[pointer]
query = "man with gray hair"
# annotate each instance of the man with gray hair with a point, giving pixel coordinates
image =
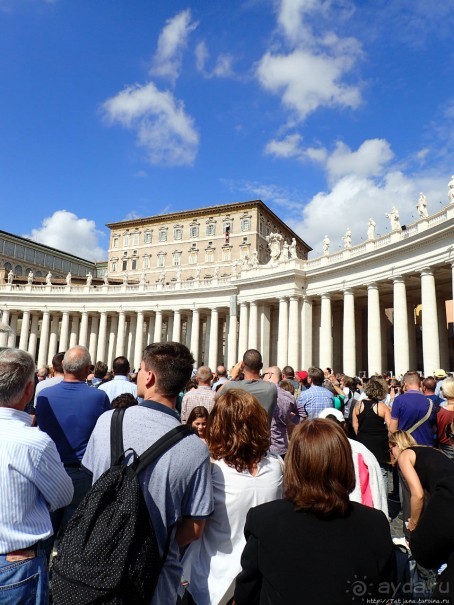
(202, 395)
(286, 413)
(68, 412)
(33, 482)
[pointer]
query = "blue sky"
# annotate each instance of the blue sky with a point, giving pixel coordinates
(331, 112)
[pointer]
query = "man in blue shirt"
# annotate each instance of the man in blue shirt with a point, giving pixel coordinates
(316, 398)
(68, 412)
(120, 383)
(412, 407)
(177, 487)
(33, 482)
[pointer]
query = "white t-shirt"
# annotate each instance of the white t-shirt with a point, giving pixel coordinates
(211, 564)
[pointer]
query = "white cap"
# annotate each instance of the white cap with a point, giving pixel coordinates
(332, 412)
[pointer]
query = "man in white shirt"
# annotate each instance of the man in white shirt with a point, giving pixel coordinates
(120, 383)
(33, 482)
(57, 375)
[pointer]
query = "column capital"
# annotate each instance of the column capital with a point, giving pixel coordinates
(398, 279)
(373, 285)
(426, 271)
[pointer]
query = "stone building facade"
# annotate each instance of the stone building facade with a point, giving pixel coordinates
(353, 310)
(204, 242)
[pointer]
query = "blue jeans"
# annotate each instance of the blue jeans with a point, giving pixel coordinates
(24, 582)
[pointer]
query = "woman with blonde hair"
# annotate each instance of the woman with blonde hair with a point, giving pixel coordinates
(429, 472)
(244, 474)
(316, 546)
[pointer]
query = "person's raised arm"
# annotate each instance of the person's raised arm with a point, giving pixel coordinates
(406, 463)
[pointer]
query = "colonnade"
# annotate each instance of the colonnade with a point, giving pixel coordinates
(368, 327)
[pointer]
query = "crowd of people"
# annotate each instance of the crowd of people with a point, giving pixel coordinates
(278, 494)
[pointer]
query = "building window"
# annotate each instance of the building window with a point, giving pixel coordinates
(245, 224)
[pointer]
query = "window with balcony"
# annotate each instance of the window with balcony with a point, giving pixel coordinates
(245, 224)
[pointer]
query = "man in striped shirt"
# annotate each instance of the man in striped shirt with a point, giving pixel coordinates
(33, 482)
======
Objective: Leaving aside the images, write out the entries above word for word.

Completed exercise:
[pointer]
query = "man with gray hair"
# annotate each instance of the man with gray hair with a point, giving pixel coordinates
image =
(202, 395)
(286, 413)
(68, 412)
(33, 482)
[pointer]
query = "blue sky"
# annotate each instance of the blue sky with a point, giving pixel coordinates
(331, 112)
[pointer]
query = "man in blue shirt"
# annotate each instance of the man in blue shirt with a point, giving pixel coordinates
(316, 398)
(68, 412)
(120, 383)
(412, 407)
(177, 487)
(33, 482)
[pointer]
query = "white t-shirt"
# annotate each instance of the white t-shirt with a point, giving pixel coordinates
(211, 564)
[pointer]
query = "white cap"
# annotate each instance of the white cap with a point, giving pixel coordinates
(332, 412)
[pointer]
query = "man in white shirt"
# annotate each instance of the man in white shirt with a point, giving pixel coordinates
(120, 383)
(33, 482)
(57, 375)
[pointer]
query = "column capital"
# annotate each instance of the column capital with a point, giving pixel coordinates
(398, 279)
(373, 285)
(426, 271)
[pointer]
query = "stone building facade"
# annotate each instance of the stone building facade with a point, giving pixel coordinates
(353, 310)
(204, 242)
[pointer]
query = "blue jeans"
# annotate each instance of the blue jeans with a point, giving pixel coordinates
(24, 582)
[pointer]
query = "woman with blonde hair"
# annotate each instance of the woman with blonde hair with a point, giving pixel coordinates
(429, 472)
(244, 474)
(316, 546)
[pointer]
query = "person's raised arm"
# annotate each instance of the person's raised arm with a point, giving pixel coordinates
(406, 463)
[pointer]
query = "colonnade"
# annotate each instance of the colonnade with a point, giving pixel coordinates
(368, 327)
[pointer]
query = "crowd of people"
# annotate each instance of the crowd of people with a point, giving pixel coordinates
(278, 494)
[pointer]
query = "building window"
# annotate each instance of the building window with a point, giving pixel coordinates
(245, 224)
[pointer]
query = "window with balcony"
# annotate each instance of the window with balcony with a point, giving pixel coordinates
(245, 224)
[pointer]
query = "man in striped shirt"
# annotate each instance of the man in striped shirt with a point, giving pixel coordinates
(33, 482)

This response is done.